+++ Vorgegebener Text

Der Antrag nach § 80 Abs. 5 VwGO auf Anordnung der aufschiebenden Wirkung der Anfechtungsklage gegen Ziffer 1 des Bescheids vom … ist unbegründet. Soweit die Bevollmächtigten im Klageverfahren darüber hinaus Verpflichtungsanträge gestellt haben, sind diese in der vorliegenden Verfahrenssituation unzulässig (vgl. BVerwG, U.v. 14.12.2016 – 1 C 4/16 – juris Leitsatz 1 und Rn. 16).
Für einen Antrag nach § 80 Abs. 5 VwGO auf Anordnung der aufschiebenden Wirkung einer Anfechtungsklage gegen eine Ablehnung eines Folgeantrags (§ 71 AsylG) als unzulässig gilt der Prüfungsmaßstab der „ernstlichen Zweifel“: Denn für Fälle, in denen mangels Vorliegen der Voraussetzungen des § 71 Abs. 1 AsylG i.V.m. § 51 Abs. 1 bis 3 VwVfG kein weiteres Asylverfahren durchgeführt wird, hat der Gesetzgeber durch die Regelungen in § 71 Abs. 4 i.V.m. § 36 Abs. 4 Satz 1 AsylG kraft einfachen Rechts für das gerichtliche Eilverfahren den Maßstab des Art. 16a Abs. 4 Satz 1 GG bestimmt. Das Verwaltungsgericht darf einstweiligen Rechtsschutz daher nur gewähren, wenn es ernstliche Zweifel daran hat, dass die Voraussetzungen des § 71 Abs. 1 Satz 1 AsylG i.V.m. § 51 Abs. 1 bis 3 VwVfG nicht vorliegen (BVerfG, B. v. 16.3.1999 – 2 BvR 2131/95 – juris Rn. 22; VG München, B.v. 8.5.2017 – M 2 E 17.37375 – juris Rn. 21).
Vorliegend bestehen keine ernstlichen Zweifel an der Rechtsmäßigkeit der Ziffer 1 des Bescheids vom … Das Bundesamt hat den Folgeantrag zu Recht als unzulässig abgelehnt, weil die Voraussetzungen des § 51 Abs. 1 bis 3 VwVfG für die Durchführung eines weiteren Asylverfahrens nicht vorliegen (§§ 29 Abs. 1 Nr. 5, 71 Abs. 1 Satz 1 AsylG):
Gemäß § 51 Abs. 1 Nr. 1 bis 3 VwVfG müssen sich die Sach- oder Rechtslage nachträglich zugunsten des Antragstellers geändert haben (Nr. 1) oder neue Beweismittel vorliegen, die eine für ihn günstigere Entscheidung herbeigeführt haben würden (Nr. 2) oder Wiederaufnahmegründe nach § 580 ZPO bestehen (Nr. 3). § 51 Abs. 1 VwVfG fordert einen schlüssigen Sachvortrag, der nicht von vornherein nach jeder vertretbaren Betrachtung ungeeignet sein darf, zur Asylberechtigung (Art. 16a GG) oder zur Zuerkennung des internationalen Schutzes (§§ 3 ff., 4 AsylG) zu verhelfen. Es genügt schon die Möglichkeit einer günstigeren Entscheidung aufgrund der geltend gemachten Wiederaufnahmegründe (dazu BVerfG, B. v. 3.3.2000 – 2 BvR 39/98 – juris Rn. 32 m.w.N.). Außerdem ist der Antrag gemäß § 51 Abs. 2 und 3 VwVfG nur zulässig, wenn der Betroffene ohne grobes Verschulden außerstande war, den Grund für das Wiederaufgreifen in dem früheren Verfahren geltend zu machen und er den Antrag binnen drei Monaten nach Kenntnis des Grundes für das Wiederaufgreifen gestellt hat.

++++++

Kurze Übung A: Entnimm dem Text zum Asyl-Folgeantrag wortgetreu den Abschnitt, der bei den Worten „Der Antrag nach“ beginnt und nach „und Rn. 16).“ endet.

+++ Daten

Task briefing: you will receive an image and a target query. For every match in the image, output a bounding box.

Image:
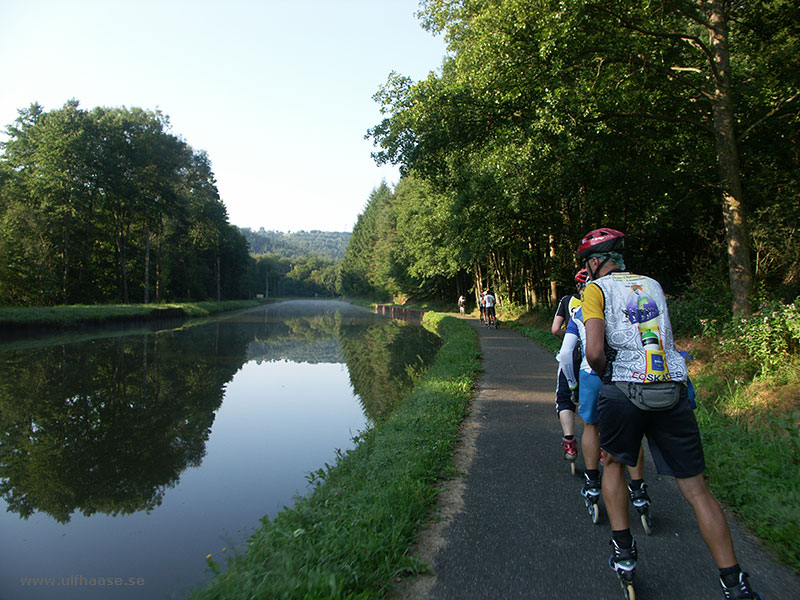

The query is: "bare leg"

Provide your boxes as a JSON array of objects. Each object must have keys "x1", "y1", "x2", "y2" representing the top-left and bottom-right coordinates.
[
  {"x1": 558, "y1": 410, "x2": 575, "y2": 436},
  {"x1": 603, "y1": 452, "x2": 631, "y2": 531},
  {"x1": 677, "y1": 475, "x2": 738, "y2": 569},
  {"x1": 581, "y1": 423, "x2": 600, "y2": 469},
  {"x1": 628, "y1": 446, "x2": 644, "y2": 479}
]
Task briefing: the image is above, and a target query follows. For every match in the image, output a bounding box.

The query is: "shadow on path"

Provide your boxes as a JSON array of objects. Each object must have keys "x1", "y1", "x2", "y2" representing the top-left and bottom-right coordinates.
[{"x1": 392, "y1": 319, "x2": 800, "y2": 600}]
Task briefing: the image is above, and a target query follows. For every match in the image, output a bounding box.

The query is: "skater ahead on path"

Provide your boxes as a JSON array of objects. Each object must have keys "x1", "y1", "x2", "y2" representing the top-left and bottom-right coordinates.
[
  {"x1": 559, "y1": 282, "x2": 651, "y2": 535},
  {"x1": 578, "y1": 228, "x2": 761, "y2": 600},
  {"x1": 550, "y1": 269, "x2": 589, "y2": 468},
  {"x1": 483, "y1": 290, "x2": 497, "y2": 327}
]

++++++

Kurze Übung B: Gib die gesamte Auflistung oben Zeile für Zeile unverändert wieder und lass dabei die Bilder weg.

Antwort A:
Der Antrag nach § 80 Abs. 5 VwGO auf Anordnung der aufschiebenden Wirkung der Anfechtungsklage gegen Ziffer 1 des Bescheids vom … ist unbegründet. Soweit die Bevollmächtigten im Klageverfahren darüber hinaus Verpflichtungsanträge gestellt haben, sind diese in der vorliegenden Verfahrenssituation unzulässig (vgl. BVerwG, U.v. 14.12.2016 – 1 C 4/16 – juris Leitsatz 1 und Rn. 16).

Antwort B:
Task briefing: you will receive an image and a target query. For every match in the image, output a bounding box.

Image:

The query is: "bare leg"

Provide your boxes as a JSON array of objects. Each object must have keys "x1", "y1", "x2", "y2" representing the top-left and bottom-right coordinates.
[
  {"x1": 558, "y1": 410, "x2": 575, "y2": 436},
  {"x1": 603, "y1": 452, "x2": 631, "y2": 531},
  {"x1": 677, "y1": 475, "x2": 738, "y2": 569},
  {"x1": 581, "y1": 423, "x2": 600, "y2": 469},
  {"x1": 628, "y1": 446, "x2": 644, "y2": 479}
]
Task briefing: the image is above, and a target query follows. For every match in the image, output a bounding box.

The query is: "shadow on path"

Provide your boxes as a JSON array of objects. Each object must have keys "x1", "y1", "x2", "y2" representing the top-left and bottom-right coordinates.
[{"x1": 392, "y1": 319, "x2": 800, "y2": 600}]
Task briefing: the image is above, and a target query follows. For every match in the image, output a bounding box.

The query is: "skater ahead on path"

Provide your boxes as a JSON array of objects. Each object must have keys "x1", "y1", "x2", "y2" representing the top-left and bottom-right coordinates.
[
  {"x1": 559, "y1": 282, "x2": 651, "y2": 535},
  {"x1": 578, "y1": 228, "x2": 761, "y2": 600},
  {"x1": 550, "y1": 269, "x2": 589, "y2": 468},
  {"x1": 483, "y1": 290, "x2": 497, "y2": 327}
]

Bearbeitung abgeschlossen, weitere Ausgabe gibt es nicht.